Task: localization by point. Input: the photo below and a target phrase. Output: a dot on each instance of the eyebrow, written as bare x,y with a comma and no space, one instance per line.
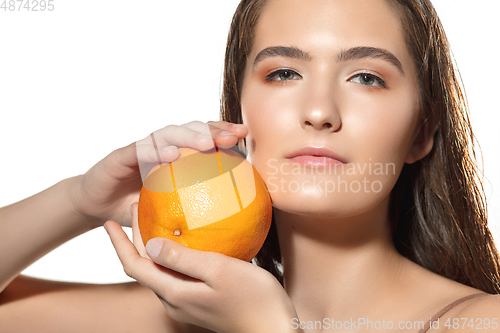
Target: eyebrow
361,52
281,51
353,53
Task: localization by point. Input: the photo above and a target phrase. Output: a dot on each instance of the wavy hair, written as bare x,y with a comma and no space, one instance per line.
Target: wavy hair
438,211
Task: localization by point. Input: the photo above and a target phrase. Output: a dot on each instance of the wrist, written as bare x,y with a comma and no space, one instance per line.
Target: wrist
74,193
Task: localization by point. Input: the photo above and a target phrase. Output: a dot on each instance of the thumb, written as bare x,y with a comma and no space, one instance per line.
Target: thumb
194,263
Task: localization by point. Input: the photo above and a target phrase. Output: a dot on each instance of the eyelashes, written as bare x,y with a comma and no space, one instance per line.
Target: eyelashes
283,75
366,79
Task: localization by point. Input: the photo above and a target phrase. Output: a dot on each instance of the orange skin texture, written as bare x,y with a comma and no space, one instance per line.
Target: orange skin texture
240,235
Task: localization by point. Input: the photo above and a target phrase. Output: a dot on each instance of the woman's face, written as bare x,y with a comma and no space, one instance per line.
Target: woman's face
332,74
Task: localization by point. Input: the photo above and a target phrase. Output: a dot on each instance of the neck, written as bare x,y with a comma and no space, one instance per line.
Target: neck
335,265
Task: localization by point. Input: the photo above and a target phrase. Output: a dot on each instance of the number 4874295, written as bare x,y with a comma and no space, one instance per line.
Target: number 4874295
27,5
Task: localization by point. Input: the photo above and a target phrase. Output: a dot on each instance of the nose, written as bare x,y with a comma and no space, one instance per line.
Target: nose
320,109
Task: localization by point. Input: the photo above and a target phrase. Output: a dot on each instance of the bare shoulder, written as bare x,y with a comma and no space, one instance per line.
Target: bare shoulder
29,305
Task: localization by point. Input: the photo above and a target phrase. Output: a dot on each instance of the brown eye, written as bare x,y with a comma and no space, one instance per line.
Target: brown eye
286,75
283,75
369,80
366,79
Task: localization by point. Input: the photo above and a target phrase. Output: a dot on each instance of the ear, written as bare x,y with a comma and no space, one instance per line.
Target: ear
423,143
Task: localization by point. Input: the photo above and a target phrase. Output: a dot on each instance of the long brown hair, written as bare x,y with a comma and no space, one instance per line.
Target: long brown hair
438,210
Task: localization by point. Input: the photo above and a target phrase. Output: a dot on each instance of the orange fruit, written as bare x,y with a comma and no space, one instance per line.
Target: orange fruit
211,201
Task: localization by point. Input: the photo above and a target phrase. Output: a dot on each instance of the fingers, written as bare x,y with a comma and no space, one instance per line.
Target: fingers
144,270
161,144
201,265
136,233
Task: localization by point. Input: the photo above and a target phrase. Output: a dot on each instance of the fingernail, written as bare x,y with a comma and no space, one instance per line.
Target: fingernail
153,247
204,136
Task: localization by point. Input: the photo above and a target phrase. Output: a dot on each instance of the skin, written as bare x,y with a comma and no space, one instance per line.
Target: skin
338,259
347,233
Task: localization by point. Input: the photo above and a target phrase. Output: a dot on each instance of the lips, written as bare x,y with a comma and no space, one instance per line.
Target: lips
321,152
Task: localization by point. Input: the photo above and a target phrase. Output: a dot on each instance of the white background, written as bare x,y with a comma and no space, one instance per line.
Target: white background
93,76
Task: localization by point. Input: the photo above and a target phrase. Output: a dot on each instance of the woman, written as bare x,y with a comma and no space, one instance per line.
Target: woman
363,83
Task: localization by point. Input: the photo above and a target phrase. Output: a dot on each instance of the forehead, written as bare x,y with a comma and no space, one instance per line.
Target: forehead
323,27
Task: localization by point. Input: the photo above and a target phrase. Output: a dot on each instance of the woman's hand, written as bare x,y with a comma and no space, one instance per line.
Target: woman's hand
108,189
207,289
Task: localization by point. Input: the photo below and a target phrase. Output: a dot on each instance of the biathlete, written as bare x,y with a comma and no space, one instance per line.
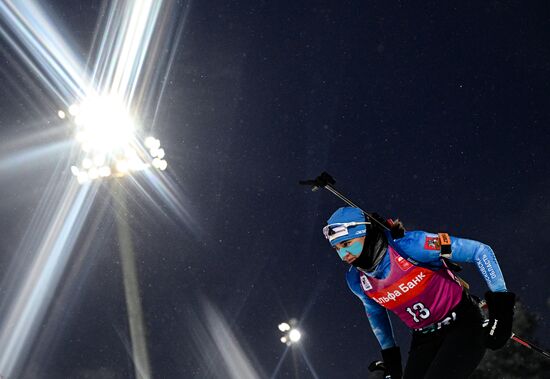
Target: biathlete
409,274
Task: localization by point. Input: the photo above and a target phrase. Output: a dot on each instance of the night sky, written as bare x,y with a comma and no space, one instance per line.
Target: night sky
432,112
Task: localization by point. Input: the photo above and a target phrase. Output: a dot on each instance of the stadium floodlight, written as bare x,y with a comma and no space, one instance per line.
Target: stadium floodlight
291,334
109,140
+===+
> The task
Nothing but a number is wanted: how many lines in the records above include "below".

> Written answer
2